* _What you should do_
Answer these questions from the sustainability institutes article:
1. How much did Frederick A. and Barbara M. Erb first give to found the Erb Institute for Global Sustainable Enterprise?
2. What did Julie A. Wrigley's additional $10 million create this year?
3. From which sources did Mr. Fink's institute gather funds for its construction materials project?

* _Document extract_
More than 10 years ago, Frederick A. and Barbara M. Erb gave $5 million to the University of Michigan to found the Erb Institute for Global Sustainable Enterprise. They have given an additional $15 million since.

Thomas P. Lyon, the institute’s director, said much of the money goes to defray third-year costs for graduate students who pursue a dual degree in business and natural sciences. But the institute is now talking to venture capitalists about teaching students to invest in green technologies, and is setting up projects for students in China and elsewhere. It also gives small research grants to professors who affiliate with the institute; most recently, it awarded money for a study of botanical gardens.
“We provide a community where students and professors can discuss research with different disciplines,” Mr. Lyon said.
Similarly, Julie A. Wrigley, who has a home in Arizona, provided $15 million for Arizona State’s institute, and this year gave an additional $10 million to create a degree-granting School of Sustainability within the institute.
The vast majority of the money for the Golisano Institute in Rochester came from B. Thomas Golisano, the founder of Paychex and one of the underwriters of the Clinton Global Initiative.
Mr. Golisano, who donated $10 million, said he expected the institute to “produce the first generation of professionals with the vision and know-how to deliver on the promise of sustainability.” Indeed, Mr. Nasr said the institute already offers courses on sustainability to all freshman and is asking students to submit ideas for projects.
Sometimes, government chips in. Mr. Fink notes that Phoenix is “the poster child” for the so-called urban heat island effect — the phenomenon in which big cities absorb heat during the day and release it at night, causing temperatures to rise. So his institute has amassed funds from the Environmental Protection Agency, the State of Arizona and some local businesses for a project to see if certain construction materials can alleviate the problem.
Companies are getting into the financing act as well. Unlike traditional partnerships between business and academia, in which companies that provide funds have the right to commercialize any breakthroughs, most of these funds come with no strings attached.

* _Supplied entries_
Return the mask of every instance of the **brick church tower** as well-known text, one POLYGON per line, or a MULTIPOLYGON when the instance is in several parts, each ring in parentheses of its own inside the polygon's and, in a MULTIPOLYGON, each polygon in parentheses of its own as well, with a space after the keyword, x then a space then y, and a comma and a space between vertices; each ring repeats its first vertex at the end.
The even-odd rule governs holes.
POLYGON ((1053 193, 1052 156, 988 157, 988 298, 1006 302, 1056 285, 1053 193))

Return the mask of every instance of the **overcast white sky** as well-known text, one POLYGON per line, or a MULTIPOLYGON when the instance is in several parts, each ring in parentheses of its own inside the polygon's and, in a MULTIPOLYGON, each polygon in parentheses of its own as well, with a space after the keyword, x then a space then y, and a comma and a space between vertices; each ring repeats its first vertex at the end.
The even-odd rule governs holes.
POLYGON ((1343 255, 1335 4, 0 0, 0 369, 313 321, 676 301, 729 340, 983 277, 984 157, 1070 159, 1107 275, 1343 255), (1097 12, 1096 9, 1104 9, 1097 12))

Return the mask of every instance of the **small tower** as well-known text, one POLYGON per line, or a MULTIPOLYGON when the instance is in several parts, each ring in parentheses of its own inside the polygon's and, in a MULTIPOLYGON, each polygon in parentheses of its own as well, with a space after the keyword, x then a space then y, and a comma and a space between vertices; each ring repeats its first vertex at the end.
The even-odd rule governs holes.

--

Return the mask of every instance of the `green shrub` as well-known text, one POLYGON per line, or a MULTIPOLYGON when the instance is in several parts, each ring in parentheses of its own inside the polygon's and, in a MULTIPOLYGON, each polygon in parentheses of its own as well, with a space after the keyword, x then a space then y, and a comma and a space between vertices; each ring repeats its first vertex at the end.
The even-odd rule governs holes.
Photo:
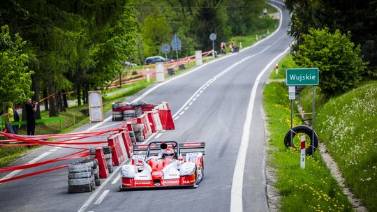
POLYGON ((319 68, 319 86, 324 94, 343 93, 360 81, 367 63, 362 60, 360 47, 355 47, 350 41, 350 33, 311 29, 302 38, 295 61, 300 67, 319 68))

* _Expected answer_
1. $5 million.
2. A degree-granting School of Sustainability within Arizona State's institute.
3. The Environmental Protection Agency, the State of Arizona and some local businesses.